**Exercise passage**.
BEGIN

Anita Klemensen was born in 1977, and grew up in North Jutland County. She wanted to become a chef, so one day offered to work for free at the restaurant Søllerød Kro, where she was offered an apprenticeship. She trained under pastry chef Markus Grigogav and head chef Casper Vedel.

Klemensen opened the restaurant Den Røde Cottage, and the cafe Den Gule Cottage in 2010, at Cottageparken located around ten miles away from Copenhagen. She had previously worked as head chef in central Copenhagen.

At Den Røde Cottage, Klemensen served New Nordic cuisine. This means that all of the elements served are sourced from in the local area, with a few exceptions which are sourced from elsewhere in Denmark. The restaurant itself is within a forest, which offers a plentiful supply of herbs during warmer months. She kept to a seasonal menu, featuring dishes such as Onions, Onions, Onions which had onions served in four different ways during the winter. She took British chef Rick Stein foraging while he was researching his book Rick Stein's Long Weekends.

END

**Work request**.
Answer these questions from the passage about Anita Klemensen.
(a) In which county did Klemensen grow up?
(b) In what year did she open Den Røde Cottage and Den Gule Cottage?
(c) Which British chef did she take foraging?

**Extracted data**.
BEGIN

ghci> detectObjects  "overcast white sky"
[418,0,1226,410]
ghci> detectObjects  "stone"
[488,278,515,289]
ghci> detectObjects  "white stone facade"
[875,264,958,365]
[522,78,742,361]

END
BEGIN

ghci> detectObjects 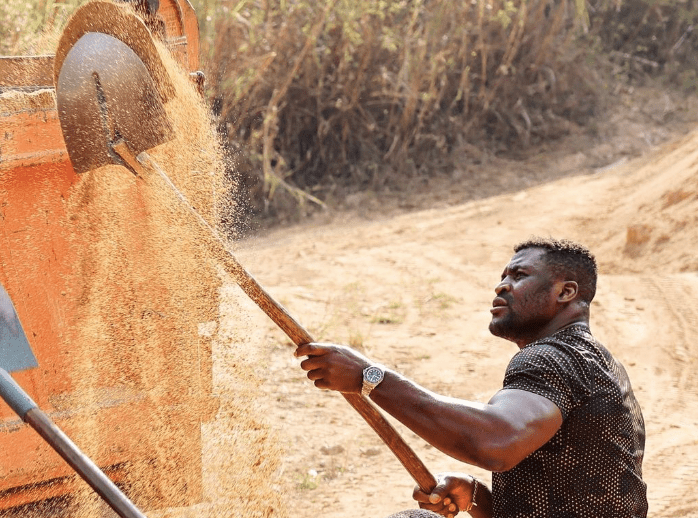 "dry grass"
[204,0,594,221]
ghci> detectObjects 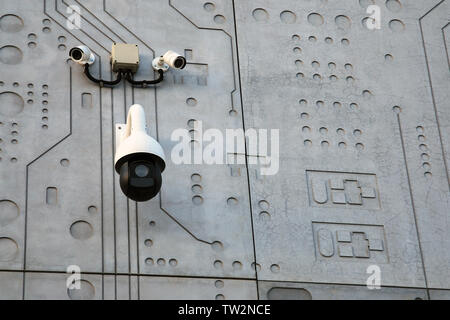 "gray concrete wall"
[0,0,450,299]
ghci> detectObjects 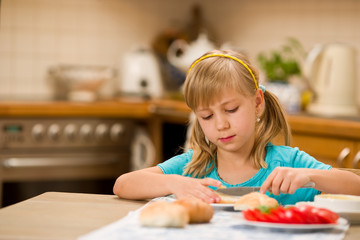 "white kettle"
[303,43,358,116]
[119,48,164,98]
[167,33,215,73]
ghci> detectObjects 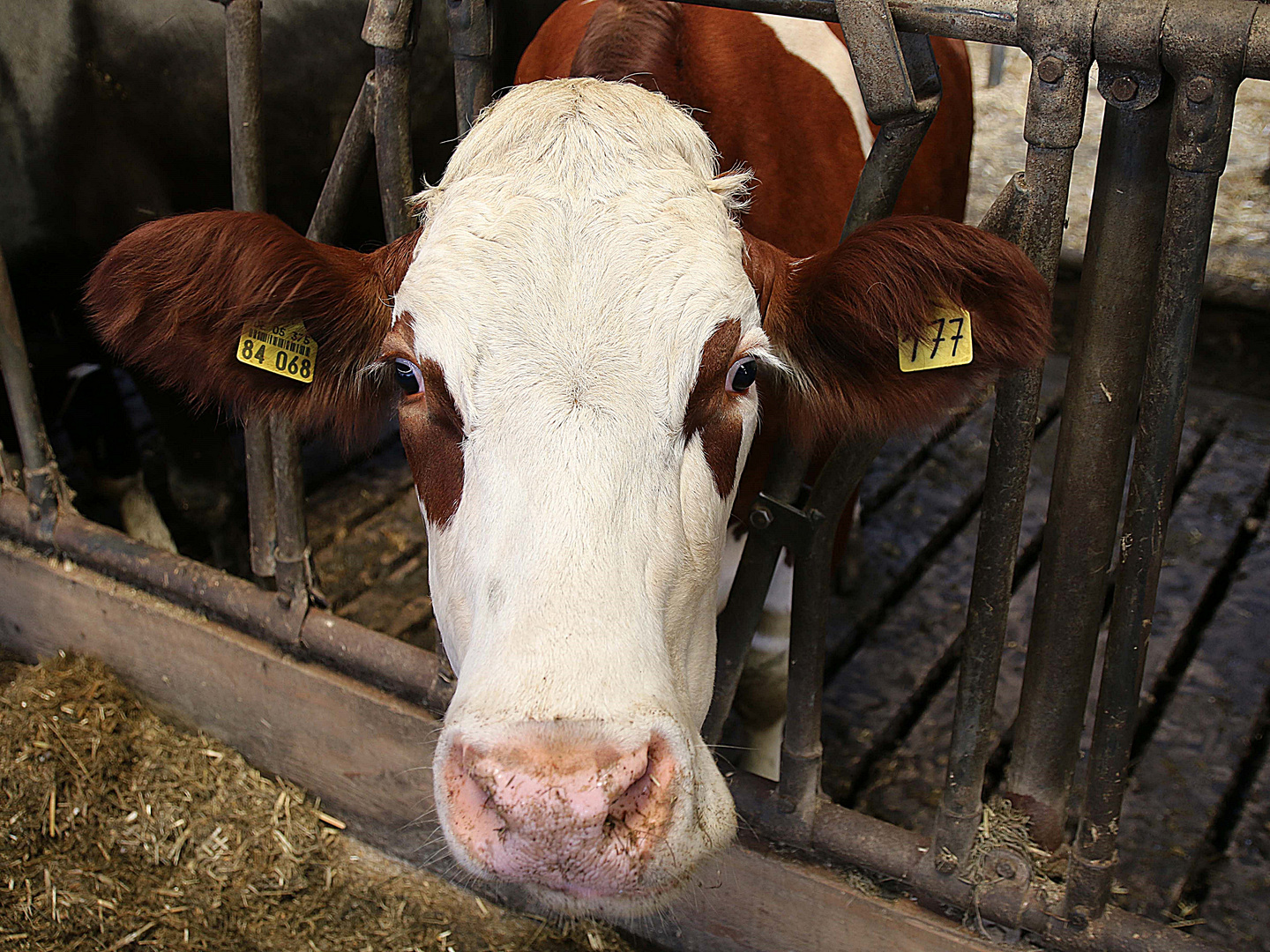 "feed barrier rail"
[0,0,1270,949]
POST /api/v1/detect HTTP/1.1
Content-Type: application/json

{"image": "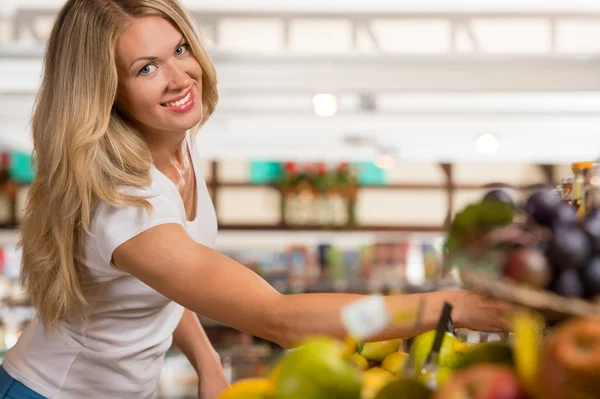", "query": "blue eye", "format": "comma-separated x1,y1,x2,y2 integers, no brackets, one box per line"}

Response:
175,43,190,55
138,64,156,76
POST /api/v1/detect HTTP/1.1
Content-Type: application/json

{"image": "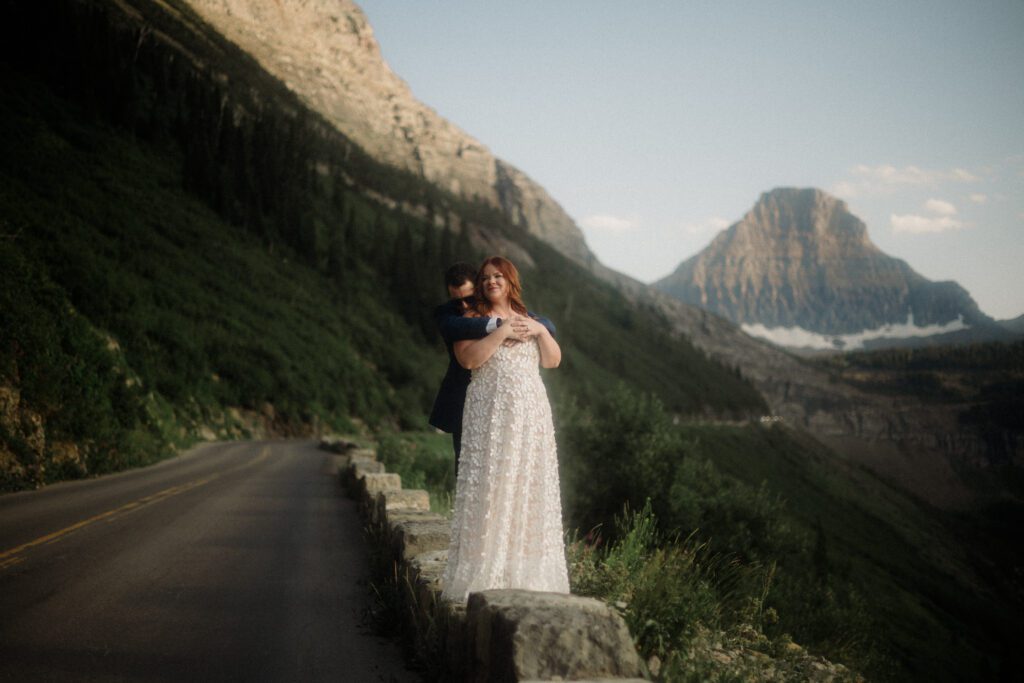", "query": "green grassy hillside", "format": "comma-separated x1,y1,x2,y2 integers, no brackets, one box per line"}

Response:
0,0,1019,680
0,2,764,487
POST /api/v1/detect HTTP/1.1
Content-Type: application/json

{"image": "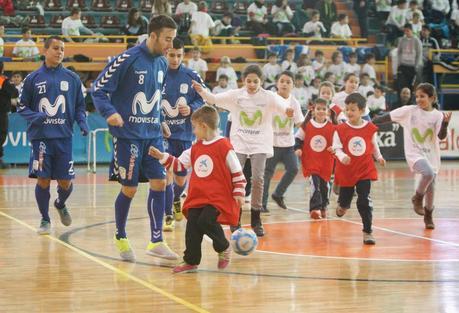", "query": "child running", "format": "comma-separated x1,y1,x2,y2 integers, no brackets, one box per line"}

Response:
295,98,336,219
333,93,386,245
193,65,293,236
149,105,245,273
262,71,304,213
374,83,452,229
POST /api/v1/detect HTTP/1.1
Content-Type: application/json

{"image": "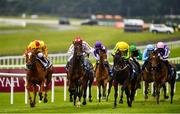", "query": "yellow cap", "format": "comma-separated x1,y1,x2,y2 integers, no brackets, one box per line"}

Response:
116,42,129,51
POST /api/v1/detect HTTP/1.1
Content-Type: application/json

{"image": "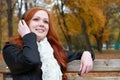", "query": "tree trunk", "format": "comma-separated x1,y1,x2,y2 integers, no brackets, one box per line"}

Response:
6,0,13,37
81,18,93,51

END

**Answer space**.
(a) North Jutland County
(b) 2010
(c) Rick Stein